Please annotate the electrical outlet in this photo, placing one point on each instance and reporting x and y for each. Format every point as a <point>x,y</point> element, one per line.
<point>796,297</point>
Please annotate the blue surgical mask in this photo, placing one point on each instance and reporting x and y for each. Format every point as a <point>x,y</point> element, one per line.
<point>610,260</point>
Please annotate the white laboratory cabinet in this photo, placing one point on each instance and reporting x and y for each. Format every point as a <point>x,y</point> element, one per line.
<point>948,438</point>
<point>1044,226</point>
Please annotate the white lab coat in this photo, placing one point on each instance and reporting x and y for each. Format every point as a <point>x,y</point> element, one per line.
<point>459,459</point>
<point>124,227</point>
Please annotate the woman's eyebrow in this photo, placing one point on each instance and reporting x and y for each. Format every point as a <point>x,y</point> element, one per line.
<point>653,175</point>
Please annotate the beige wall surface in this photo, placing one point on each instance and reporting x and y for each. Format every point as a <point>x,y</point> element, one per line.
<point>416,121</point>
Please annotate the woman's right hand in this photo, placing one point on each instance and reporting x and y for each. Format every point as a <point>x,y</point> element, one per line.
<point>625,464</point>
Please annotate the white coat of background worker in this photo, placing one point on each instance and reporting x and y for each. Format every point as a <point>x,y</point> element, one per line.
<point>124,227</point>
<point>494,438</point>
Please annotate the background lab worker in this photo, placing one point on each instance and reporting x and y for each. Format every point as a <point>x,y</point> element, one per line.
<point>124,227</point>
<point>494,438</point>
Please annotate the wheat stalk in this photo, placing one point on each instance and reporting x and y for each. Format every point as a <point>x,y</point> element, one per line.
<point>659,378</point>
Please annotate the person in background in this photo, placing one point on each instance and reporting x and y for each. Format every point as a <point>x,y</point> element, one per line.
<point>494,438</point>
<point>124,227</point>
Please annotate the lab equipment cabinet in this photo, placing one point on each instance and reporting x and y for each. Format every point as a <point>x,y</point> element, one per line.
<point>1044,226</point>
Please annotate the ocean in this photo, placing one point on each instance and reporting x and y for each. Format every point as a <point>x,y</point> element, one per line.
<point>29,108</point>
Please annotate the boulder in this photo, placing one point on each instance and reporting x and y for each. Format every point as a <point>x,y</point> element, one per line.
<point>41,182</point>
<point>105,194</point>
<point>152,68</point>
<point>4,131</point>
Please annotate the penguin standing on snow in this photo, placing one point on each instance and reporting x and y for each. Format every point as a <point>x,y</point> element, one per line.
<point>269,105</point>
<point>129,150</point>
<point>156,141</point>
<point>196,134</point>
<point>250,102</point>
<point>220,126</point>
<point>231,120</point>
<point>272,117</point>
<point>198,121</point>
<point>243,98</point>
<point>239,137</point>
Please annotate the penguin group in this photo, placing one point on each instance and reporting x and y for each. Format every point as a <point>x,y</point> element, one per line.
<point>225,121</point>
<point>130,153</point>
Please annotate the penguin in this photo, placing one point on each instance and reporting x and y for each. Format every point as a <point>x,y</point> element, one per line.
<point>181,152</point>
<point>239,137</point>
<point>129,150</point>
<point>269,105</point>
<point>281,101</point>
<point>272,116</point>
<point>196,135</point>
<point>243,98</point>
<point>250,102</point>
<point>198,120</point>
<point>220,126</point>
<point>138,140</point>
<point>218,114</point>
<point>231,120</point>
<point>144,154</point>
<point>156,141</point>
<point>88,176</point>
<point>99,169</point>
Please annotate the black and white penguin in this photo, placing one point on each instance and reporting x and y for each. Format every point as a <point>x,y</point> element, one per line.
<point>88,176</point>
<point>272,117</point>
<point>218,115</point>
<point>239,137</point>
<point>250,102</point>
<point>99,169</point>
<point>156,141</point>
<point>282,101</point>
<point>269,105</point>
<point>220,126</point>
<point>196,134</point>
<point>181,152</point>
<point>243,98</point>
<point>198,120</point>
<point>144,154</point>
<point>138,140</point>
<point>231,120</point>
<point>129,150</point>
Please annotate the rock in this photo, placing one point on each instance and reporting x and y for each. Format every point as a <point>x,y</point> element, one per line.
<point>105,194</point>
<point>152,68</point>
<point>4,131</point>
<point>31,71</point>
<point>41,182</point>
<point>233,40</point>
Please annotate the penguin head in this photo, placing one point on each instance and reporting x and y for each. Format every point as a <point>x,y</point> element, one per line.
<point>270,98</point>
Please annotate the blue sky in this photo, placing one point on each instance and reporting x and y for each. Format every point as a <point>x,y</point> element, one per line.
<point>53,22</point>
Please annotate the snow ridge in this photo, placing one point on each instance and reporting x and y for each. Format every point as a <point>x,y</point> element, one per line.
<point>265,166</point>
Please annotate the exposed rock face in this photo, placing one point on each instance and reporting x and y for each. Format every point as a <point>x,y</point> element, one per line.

· · · ·

**AIM**
Copy the rows above, starting at the line that contains "Please annotate the snow" and ending at the last row, requests included, and add 8 to every coordinate in the answers.

**EXERCISE ANSWER**
Please annotate the snow ridge in this photo, placing one point on each instance and reporting x and y for each. Format every point as a <point>x,y</point> element, one per line.
<point>273,174</point>
Please annotate the exposed rock face in this photo, placing one point on each instance and reporting x and y for each. Format every point as a <point>x,y</point> element, one per line.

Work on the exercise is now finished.